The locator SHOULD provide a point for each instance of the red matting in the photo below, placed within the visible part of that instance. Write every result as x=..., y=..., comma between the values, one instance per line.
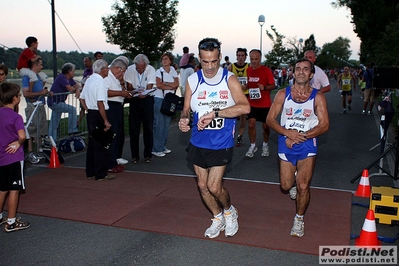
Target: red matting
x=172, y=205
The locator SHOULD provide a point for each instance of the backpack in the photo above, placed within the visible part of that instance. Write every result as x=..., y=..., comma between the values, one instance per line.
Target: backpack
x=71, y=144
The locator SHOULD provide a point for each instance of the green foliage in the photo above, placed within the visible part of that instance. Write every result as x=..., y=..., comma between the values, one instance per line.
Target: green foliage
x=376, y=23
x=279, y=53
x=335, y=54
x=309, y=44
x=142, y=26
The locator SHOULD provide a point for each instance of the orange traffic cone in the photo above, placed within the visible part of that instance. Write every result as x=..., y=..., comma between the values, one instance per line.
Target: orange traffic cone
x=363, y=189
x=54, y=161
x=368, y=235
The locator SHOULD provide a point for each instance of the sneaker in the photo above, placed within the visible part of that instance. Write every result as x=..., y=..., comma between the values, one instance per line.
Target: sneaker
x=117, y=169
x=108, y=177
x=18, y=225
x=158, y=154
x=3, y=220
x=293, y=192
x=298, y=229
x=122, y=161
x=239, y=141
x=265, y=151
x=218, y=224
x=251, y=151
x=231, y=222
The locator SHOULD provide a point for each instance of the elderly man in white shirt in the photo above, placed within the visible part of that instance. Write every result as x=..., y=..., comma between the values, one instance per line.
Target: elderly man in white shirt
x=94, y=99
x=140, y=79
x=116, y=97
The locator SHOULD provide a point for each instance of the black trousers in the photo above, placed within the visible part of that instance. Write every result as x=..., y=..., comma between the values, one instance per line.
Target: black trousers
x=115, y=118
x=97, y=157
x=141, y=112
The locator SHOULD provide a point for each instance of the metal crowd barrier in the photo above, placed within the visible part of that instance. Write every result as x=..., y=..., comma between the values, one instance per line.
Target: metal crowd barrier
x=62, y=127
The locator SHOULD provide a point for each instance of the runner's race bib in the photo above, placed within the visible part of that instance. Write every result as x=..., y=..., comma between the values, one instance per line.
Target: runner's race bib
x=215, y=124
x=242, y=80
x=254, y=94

------------------------------------------------------------

**What the task requires**
Leave out every picture and copy the rest of the records exactly.

**The reply**
The locator SHOULD provide a point for each instance of the red matting in the photo below, placed within the visible part of that instance. Write every result as x=..., y=..., comma between the values, one instance per line.
Target: red matting
x=172, y=205
The locator SHOULD provide a point for each instance of the backpack in the photo above, placed within the visible part of that instance. Write every result as x=..., y=..., comma between the values, one instance per line.
Target: backpack
x=71, y=144
The locator SHOULD provide a point for each instance of the green foliage in the photo above, placed within the visible part of that instance. Write every result as x=..., y=..., comma between the values, one instance per line.
Target: green foliage
x=376, y=23
x=279, y=53
x=335, y=54
x=309, y=44
x=142, y=26
The locator SHOULD provide a point for each instance of the orange traffic cone in the photo above, placed within the visible part of that instance. Write every result as x=..., y=..., comma between the values, one instance per line.
Target: orange traffic cone
x=363, y=189
x=54, y=161
x=368, y=235
The locator SHOULD provide a point for each instance of the sneaker in the photo above, placed within the visible part of that instance. Write every result as x=..., y=..., comma between the values, one instance per line.
Target: sneaker
x=117, y=169
x=108, y=177
x=18, y=225
x=158, y=154
x=3, y=220
x=293, y=192
x=298, y=229
x=122, y=161
x=239, y=141
x=265, y=151
x=218, y=224
x=251, y=151
x=231, y=222
The locator SHOULD provide a point for each instance of the elderly man in white shirt in the photo above, placed within the visible part of that instance. Write every result as x=..., y=..., comma between the values, one instance per line.
Target: elderly man in white shirt
x=94, y=99
x=140, y=79
x=116, y=97
The locator SHOULD provide a point for each instance of the black trousers in the photo above, placed within the visible part of that instance. Write every result as x=..., y=..., comma between the values, one instance per line.
Target: black trousers
x=115, y=118
x=97, y=157
x=141, y=112
The locator SHOULD provide a point for each instance of the metal crowd barrier in the photo above, placed within the visible part of that instance. Write every result as x=..., y=..., comma between the values, one instance per line.
Target: metal crowd barrier
x=62, y=127
The locator SHOULD provide a point for each instance of the runner's race bib in the photo above, placed within the visible part of that instance. Write every result as x=..., y=..., comma between the values, one instance per line.
Target: runner's race bib
x=215, y=124
x=242, y=80
x=254, y=94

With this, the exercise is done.